---- Dataset content
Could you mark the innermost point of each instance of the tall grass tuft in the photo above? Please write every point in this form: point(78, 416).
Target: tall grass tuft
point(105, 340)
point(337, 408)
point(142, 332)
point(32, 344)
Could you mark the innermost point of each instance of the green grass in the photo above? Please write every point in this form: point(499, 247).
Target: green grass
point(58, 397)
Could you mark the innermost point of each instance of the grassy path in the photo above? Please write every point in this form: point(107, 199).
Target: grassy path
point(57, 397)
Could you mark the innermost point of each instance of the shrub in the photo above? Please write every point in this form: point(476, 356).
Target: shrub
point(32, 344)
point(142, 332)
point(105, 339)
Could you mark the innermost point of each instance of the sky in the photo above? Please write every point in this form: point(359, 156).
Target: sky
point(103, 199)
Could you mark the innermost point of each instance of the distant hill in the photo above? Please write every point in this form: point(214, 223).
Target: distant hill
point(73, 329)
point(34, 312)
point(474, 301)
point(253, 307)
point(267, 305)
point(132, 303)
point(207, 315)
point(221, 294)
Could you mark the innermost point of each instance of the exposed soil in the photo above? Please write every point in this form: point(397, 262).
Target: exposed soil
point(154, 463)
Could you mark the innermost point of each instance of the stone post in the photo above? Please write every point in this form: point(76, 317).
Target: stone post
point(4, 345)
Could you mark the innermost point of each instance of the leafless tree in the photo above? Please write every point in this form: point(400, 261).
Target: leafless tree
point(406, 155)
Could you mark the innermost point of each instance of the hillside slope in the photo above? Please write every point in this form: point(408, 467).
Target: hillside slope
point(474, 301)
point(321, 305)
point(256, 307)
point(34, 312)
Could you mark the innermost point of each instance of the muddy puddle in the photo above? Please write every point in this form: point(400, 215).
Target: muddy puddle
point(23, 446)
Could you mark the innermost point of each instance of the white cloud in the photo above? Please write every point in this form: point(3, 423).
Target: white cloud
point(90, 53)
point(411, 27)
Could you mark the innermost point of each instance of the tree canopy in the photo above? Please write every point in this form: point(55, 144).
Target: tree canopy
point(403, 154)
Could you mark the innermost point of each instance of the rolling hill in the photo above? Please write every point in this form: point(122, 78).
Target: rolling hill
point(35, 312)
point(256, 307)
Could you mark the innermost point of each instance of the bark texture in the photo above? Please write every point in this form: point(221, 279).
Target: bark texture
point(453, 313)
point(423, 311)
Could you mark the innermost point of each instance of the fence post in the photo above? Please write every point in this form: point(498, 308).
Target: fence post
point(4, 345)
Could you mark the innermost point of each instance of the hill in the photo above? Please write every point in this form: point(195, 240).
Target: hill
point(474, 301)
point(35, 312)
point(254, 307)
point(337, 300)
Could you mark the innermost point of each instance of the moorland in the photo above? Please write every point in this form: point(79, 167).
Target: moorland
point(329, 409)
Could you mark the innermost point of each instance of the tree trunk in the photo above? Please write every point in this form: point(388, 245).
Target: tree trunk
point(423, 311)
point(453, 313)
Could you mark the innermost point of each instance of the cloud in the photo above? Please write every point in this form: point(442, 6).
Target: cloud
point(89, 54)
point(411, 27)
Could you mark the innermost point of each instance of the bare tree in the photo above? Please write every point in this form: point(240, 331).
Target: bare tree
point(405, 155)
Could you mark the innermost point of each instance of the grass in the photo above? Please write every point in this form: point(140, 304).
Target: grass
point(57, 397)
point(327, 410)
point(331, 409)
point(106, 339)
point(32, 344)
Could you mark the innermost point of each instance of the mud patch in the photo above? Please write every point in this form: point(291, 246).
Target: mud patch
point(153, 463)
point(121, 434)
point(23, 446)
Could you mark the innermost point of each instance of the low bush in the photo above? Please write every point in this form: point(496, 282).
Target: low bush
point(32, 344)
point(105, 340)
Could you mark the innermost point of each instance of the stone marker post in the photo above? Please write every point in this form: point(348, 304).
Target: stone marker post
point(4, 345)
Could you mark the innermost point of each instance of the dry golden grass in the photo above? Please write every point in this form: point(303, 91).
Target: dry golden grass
--------
---- Dataset content
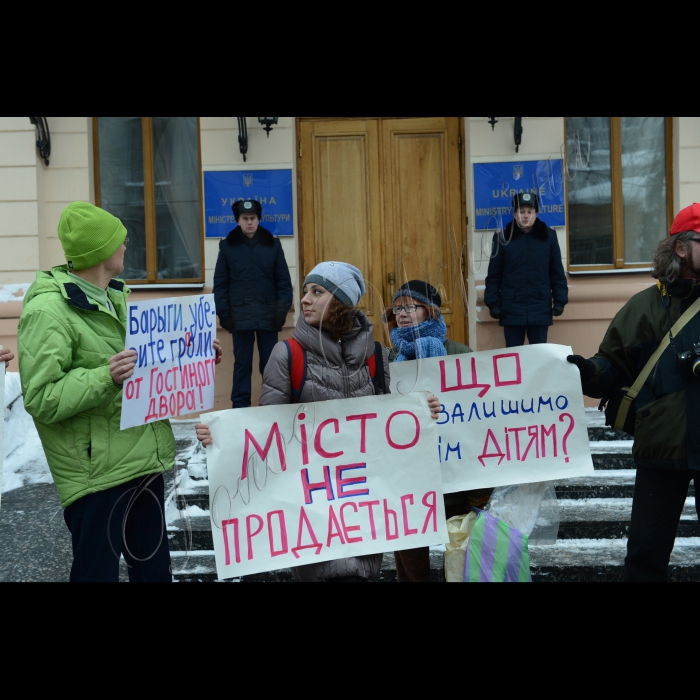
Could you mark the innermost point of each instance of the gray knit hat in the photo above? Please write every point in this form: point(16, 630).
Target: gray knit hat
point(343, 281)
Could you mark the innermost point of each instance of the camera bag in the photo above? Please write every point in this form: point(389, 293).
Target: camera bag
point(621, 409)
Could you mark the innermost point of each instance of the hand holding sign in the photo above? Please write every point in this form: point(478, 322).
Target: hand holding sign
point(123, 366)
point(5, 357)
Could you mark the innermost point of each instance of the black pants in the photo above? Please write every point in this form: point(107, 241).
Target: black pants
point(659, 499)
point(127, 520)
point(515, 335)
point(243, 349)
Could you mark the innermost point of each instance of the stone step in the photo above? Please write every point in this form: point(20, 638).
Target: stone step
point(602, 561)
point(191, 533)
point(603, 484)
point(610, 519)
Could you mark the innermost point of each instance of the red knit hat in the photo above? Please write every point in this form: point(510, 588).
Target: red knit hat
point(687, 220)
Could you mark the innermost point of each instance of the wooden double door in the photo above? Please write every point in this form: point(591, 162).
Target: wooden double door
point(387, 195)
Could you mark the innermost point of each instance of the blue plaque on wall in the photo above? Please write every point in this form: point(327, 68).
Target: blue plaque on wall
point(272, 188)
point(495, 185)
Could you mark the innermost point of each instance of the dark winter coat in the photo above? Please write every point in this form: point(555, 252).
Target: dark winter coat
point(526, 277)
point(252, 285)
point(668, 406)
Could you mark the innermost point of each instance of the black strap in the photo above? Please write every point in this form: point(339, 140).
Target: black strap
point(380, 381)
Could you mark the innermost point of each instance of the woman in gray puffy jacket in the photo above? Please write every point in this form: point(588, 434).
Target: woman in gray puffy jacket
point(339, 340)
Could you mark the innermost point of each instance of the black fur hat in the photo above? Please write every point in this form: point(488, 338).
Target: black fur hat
--------
* [Task instructions]: The response should be the listing above, limited to the lines between the one holding "form: point(240, 331)." and the one holding "Target: dry golden grass", inclusive, reproduced exactly.

* [Result of the task]:
Could you mark the innermost point of each instance of the bare tree in the photo above? Please write every point in this form: point(240, 331).
Target: bare tree
point(405, 155)
Could you mark the innermost point of each instance of the grass in the photo above? Please write every point in this form: point(140, 304).
Target: grass
point(57, 397)
point(327, 410)
point(331, 409)
point(106, 339)
point(32, 344)
Could you mark the innermost point of each instance of the mud patch in the photo above? Please write every point in this form: point(291, 246).
Target: mud patch
point(153, 463)
point(121, 434)
point(23, 446)
Could you mark the innermost point of each instance of the low bush in the photo above? Please write every point in this form: point(496, 282).
Target: low bush
point(32, 344)
point(105, 340)
Could you mark the innermost point of each instance of the stone marker post in the photo above? Please write every point in this form: point(348, 304).
Target: stone marker post
point(4, 345)
Could you mark the innermost point of each instance of the dry golden grass in the photo above? Please write every point in this form: point(303, 91).
Target: dry golden grass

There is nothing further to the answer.